/---
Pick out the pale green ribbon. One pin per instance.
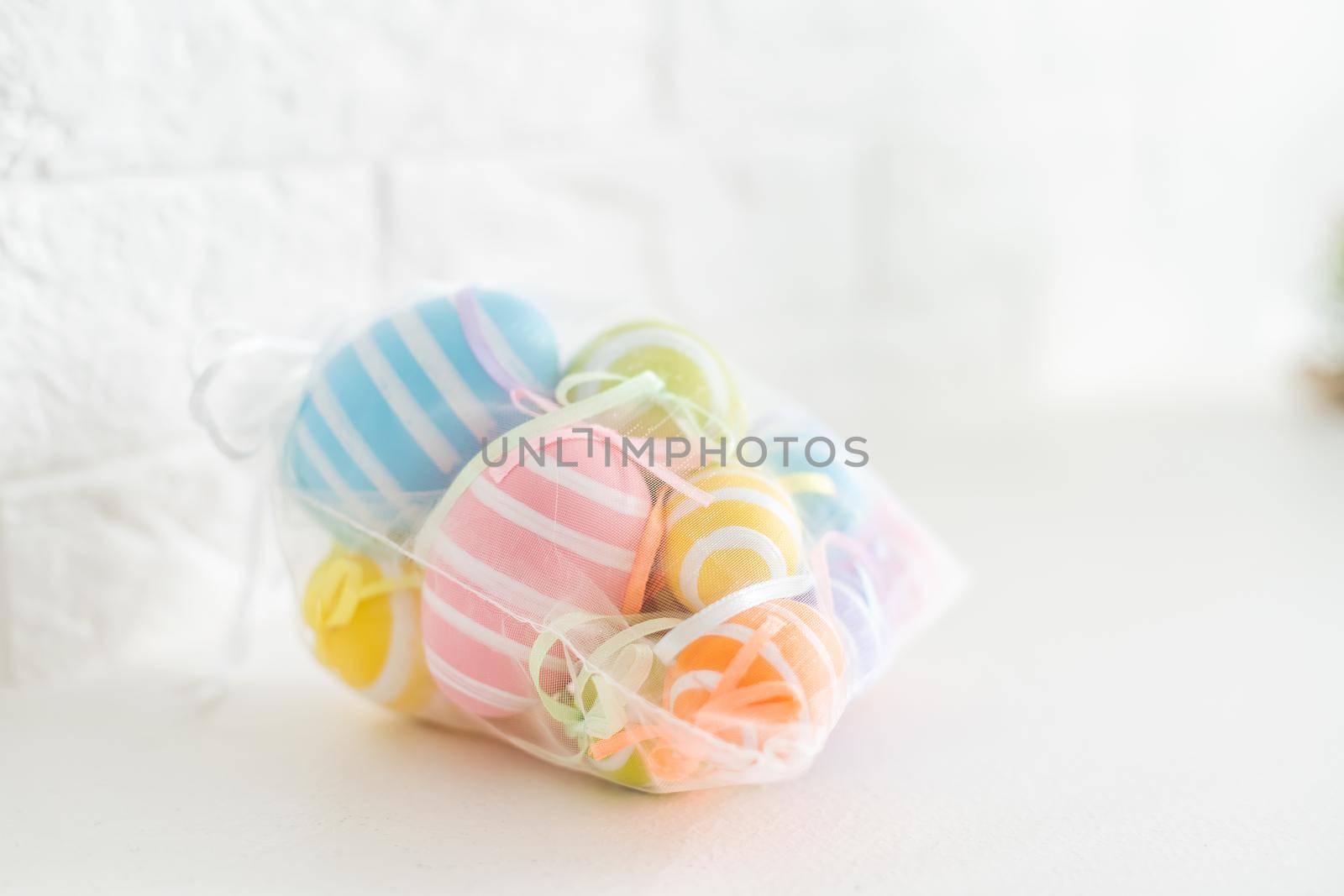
\---
/---
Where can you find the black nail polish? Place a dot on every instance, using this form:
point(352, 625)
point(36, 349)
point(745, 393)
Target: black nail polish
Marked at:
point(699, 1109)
\---
/---
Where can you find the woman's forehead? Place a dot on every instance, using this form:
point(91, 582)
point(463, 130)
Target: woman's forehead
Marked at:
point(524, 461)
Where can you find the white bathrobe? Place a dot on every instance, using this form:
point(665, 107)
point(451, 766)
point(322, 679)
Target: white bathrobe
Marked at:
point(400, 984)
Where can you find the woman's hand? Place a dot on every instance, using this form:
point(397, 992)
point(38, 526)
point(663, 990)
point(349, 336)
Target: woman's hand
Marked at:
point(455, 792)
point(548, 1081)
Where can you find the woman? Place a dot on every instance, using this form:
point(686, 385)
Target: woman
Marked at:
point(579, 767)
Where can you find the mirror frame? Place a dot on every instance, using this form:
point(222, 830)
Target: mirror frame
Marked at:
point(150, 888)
\---
**What needs to be done:** Gather all lines above that contain the word "every". Uppercase and lowercase letters count as different.

**Problem solution:**
Where can you find the black nail polish? Place a dot on every instance, using this form:
Where can you find the woman's forehead? Place a dot on every instance, using this form:
Where can you find the white bathrobe? Place a dot on every instance, using this form:
Where can you find the woman's hand? Place a dot on every instance, using this form:
Where can you find the woman? Place a dot on every instance, using this form:
Where can you find the mirror frame? Place a dot on every instance, using this form:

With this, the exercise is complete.